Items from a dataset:

--- BEGIN ---

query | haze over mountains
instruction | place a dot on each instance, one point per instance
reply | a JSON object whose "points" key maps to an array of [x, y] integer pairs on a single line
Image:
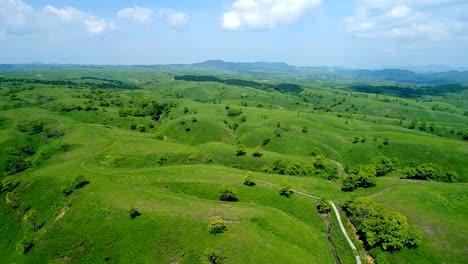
{"points": [[424, 75]]}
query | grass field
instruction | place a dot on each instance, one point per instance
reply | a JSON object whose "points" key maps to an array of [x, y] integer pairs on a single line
{"points": [[171, 167]]}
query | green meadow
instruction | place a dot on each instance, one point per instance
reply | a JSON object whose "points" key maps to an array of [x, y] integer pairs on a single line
{"points": [[142, 139]]}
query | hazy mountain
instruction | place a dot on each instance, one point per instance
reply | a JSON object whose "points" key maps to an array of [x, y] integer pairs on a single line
{"points": [[279, 69]]}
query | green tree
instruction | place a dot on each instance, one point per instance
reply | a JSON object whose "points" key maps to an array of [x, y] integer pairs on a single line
{"points": [[8, 184], [133, 212], [285, 189], [228, 194], [216, 225], [30, 218], [24, 245], [323, 205], [249, 179], [240, 151], [257, 152]]}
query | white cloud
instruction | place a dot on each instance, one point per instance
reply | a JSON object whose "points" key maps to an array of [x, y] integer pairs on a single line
{"points": [[70, 15], [265, 13], [431, 19], [138, 14], [173, 18], [18, 17]]}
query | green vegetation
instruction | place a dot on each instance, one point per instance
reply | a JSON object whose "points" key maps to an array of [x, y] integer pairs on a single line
{"points": [[216, 225], [285, 189], [249, 179], [380, 227], [128, 165]]}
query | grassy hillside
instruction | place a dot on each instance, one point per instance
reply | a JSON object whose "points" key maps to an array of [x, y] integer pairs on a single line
{"points": [[142, 139]]}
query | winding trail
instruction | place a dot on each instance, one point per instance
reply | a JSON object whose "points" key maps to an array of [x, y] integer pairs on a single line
{"points": [[353, 247], [338, 217]]}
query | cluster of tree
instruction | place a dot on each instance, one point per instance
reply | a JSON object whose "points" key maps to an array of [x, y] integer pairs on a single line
{"points": [[364, 176], [78, 182], [102, 83], [429, 171], [380, 227], [216, 225], [408, 91], [258, 151], [282, 87], [324, 206], [133, 212], [317, 167], [18, 154], [143, 106]]}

--- END ---

Do this: Print the line containing "query | white cloud" and every line after it to the end of the records above, exactly as written, and nothing else.

Answer:
query | white cloud
instruction | place a dot on each instance, one point per instance
reply | a JSON object whose "points" key maps to an array of [x, y] integer pairs on a single line
{"points": [[70, 15], [265, 13], [431, 19], [138, 14], [173, 18], [18, 17]]}
query | green vegetation
instruction | place a dot on each instance, one point per instance
reply | a JSON object whose "points" key maps to an array of [x, y] integer pairs on a single line
{"points": [[216, 225], [285, 189], [249, 179], [380, 227], [128, 165]]}
query | grassy hillside
instruction | place a dot on each instance, one point per instance
reply | a JSON object whose "points" key maps to an array of [x, y] integer pairs on a single line
{"points": [[142, 139]]}
query | winding trail
instruction | place a dot on each instance, one point per instance
reply | a JSON object whose "points" key maps to an array of [x, y] integer pairs on a single line
{"points": [[353, 247], [338, 217]]}
query | cluster of tree
instruction | place a dot on each instance, one point per instance
reply | a JSON object whose "points" key maps to an array of [x, y] integer pairs on a single line
{"points": [[364, 176], [78, 182], [102, 83], [429, 171], [380, 227], [216, 225], [408, 91], [258, 151], [282, 87], [324, 206], [133, 212], [317, 167], [18, 154], [143, 106]]}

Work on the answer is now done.